BEGIN Selected extract

Stephanie Yost, supra, 23 S.W.U.L.Rev. at 684-86.
I realize that I will never convince our Court to revert back to the correct rule set out in State v. Miller, supra, in 1915. I therefore propose that Rule 404(b) be amended, either directly or through this Court’s jurisprudence, to eliminate the “harmless error” safety net that prosecutors, trial courts, and this Court have relied upon to uphold convictions based upon the admission of uncharged misconduct. I am not advocating for the abrogation of the harmless error rule, only its elimination from our Rule 404(b) jurisprudence.
When a trial court has abused its discretion and admitted irrelevant or prejudicial bad acts evidence, I would hold that reversal and remand for a proper trial should be automatic, no matter how much evidence is otherwise presented. Removing Rule 404(b) errors from the protection of the harmless error rule would force prosecutors and trial judges to limit the evidence to relevant evidence pertaining to the specific charge in the indictment. It would force prosecutors and trial judges to make more careful, consistent and hopefully more equitable decisions about the admission of uncharged misconduct in criminal trials.
I otherwise respectfully concur with the majority’s decision.

. One commentator, in a treatise on uncharged misconduct, gave the following summary of research on the effect of bad acts evidence in criminal cases:
... Studies by the London School of Economics (LSE) indicate that the admission of a defendant's uncharged misconduct significantly increases the likelihood of a jury finding of liability or guilt. The Chicago Jury Project reached the same conclusion. The Chicago researchers concluded that as a practical matter, the presumption of innocence operates only for defendants without prior criminal records. Evidence of uncharged misconduct *403strips the defendant of the presumption of innocence. If the judge admits a defendant’s uncharged misconduct and the jury thereby learns of the record, the jury will probably use a "different ... calculus of probabilities” in deciding whether to convict. The uncharged misconduct stigmatizes the defendant and predisposes the jury to find him liable or guilty.
The National Science Foundation Law and Social Science Program sponsored research into the prejudicial impact of various types of evidence. That research confirms the conclusions reached earlier by the LSE and University of Chicago studies. The researchers discovered that laypersons often differ from attorneys in their estimation of the prejudicial effect of evidence and that within each group, laypersons and attorneys frequently disagree among themselves. However, "the greatest agreement ... is found in connection with evidence suggesting immoral conduct by the defendant....” In another research project supported by the National Science Foundation, Edith Greene and Elizabeth Loftus found that "jurors’ ratings of a defendant’s guilt are higher when crimes are joined than when the offenses are tried separately.”
Edward Imwinkelried, 1 Uncharged Misconduct Evidence § 1:2 [2008] (footnotes omitted).

END Selected extract
BEGIN Data lines

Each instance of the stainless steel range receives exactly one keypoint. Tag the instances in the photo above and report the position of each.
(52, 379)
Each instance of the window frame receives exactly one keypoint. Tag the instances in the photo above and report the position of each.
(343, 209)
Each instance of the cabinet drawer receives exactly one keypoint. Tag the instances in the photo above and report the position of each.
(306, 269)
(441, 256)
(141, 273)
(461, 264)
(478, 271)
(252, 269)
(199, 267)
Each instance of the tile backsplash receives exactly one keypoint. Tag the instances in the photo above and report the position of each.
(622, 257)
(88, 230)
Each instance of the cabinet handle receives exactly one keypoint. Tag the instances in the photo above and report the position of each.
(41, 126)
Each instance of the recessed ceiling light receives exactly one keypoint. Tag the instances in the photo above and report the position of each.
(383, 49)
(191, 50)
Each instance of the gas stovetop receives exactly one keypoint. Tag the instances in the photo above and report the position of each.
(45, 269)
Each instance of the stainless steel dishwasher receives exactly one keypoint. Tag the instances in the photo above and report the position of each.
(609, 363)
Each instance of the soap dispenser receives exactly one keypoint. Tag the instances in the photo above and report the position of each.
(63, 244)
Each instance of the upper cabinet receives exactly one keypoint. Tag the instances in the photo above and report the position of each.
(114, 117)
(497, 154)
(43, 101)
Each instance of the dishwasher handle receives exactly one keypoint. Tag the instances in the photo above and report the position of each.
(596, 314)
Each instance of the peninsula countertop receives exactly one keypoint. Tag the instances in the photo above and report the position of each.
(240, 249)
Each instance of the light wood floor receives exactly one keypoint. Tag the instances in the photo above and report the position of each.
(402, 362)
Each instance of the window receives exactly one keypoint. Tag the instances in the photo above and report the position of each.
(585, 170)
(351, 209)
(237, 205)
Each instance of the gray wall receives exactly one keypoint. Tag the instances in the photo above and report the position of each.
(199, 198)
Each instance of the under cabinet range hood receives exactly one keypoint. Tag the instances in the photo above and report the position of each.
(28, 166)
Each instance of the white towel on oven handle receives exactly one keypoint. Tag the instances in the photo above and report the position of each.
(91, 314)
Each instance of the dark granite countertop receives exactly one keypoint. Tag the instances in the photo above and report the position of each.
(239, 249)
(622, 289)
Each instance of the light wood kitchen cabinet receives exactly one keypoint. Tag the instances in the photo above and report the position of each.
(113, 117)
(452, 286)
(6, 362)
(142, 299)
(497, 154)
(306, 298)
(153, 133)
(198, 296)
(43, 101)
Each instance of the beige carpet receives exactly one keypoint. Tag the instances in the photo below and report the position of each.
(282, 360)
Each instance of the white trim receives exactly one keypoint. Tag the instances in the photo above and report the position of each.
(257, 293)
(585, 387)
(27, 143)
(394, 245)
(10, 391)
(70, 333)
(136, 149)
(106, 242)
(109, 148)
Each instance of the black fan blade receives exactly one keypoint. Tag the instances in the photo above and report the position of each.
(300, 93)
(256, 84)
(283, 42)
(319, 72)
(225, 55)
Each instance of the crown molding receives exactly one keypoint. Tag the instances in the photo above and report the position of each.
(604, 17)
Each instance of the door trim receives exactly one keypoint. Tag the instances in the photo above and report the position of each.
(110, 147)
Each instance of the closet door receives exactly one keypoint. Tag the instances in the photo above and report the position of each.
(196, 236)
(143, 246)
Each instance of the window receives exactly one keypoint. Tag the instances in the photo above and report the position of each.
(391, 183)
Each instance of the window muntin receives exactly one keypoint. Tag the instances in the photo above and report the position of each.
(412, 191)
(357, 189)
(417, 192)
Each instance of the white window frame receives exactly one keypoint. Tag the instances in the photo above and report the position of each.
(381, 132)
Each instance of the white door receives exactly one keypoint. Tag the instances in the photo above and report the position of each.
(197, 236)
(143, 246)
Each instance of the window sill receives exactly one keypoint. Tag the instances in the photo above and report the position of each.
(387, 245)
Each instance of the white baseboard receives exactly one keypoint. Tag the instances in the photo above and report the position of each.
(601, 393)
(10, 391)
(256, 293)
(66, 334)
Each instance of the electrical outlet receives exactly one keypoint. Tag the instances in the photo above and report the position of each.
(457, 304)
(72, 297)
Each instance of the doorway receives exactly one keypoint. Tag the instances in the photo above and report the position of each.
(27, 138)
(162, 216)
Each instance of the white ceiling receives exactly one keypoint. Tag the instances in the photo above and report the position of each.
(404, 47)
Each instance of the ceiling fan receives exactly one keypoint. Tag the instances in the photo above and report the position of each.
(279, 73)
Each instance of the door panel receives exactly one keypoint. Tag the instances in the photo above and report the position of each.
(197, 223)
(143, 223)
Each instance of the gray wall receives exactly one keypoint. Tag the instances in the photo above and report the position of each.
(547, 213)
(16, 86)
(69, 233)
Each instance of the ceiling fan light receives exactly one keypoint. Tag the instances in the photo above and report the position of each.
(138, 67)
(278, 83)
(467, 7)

END Data lines

Resume the opinion on Rule 404(b) and uncharged misconduct evidence, picking up right after its final line.

Written answer:
. As the Court said in Thomas:
Certainly, the indiscriminate receipt of such evidence in volume and scope can predispose the minds of the jurors to believe the accused guilty of the specific crime by showing him guilty or charged with other crimes. Moreover, the admissibility of the collateral crimes raises collateral issues which compel the defendant to meet charges of which the indictment gives him no information; which confuse his strategy of defense; and which raise such a variety of issues that the jury's attention is diverted from the charge immediately before it. This result, obviously prejudicial, is to be avoided by prompt objection on the part of the defense and close attention and control by the trial court to insure that an accused receives a fair trial when he is being subjected to zealous prosecution.
Thomas, 157 W.Va. at 656, 203 S.E.2d at 456.

. See also, Syllabus Point 8, State v. Ramey, 158 W.Va. 541, 212 S.E.2d 737 (1975) ("It is the policy of the law that matters which are collateral to material issues of a criminal trial shall not obfuscate the main issues of the case or be introduced for the purpose of prejudicing the defendant by making him respond to a separate criminal charge; accordingly, absent a proper foundation for the introduction of an otherwise collateral matter, the court, in the exercise of sound discretion, should refuse such proffer.”).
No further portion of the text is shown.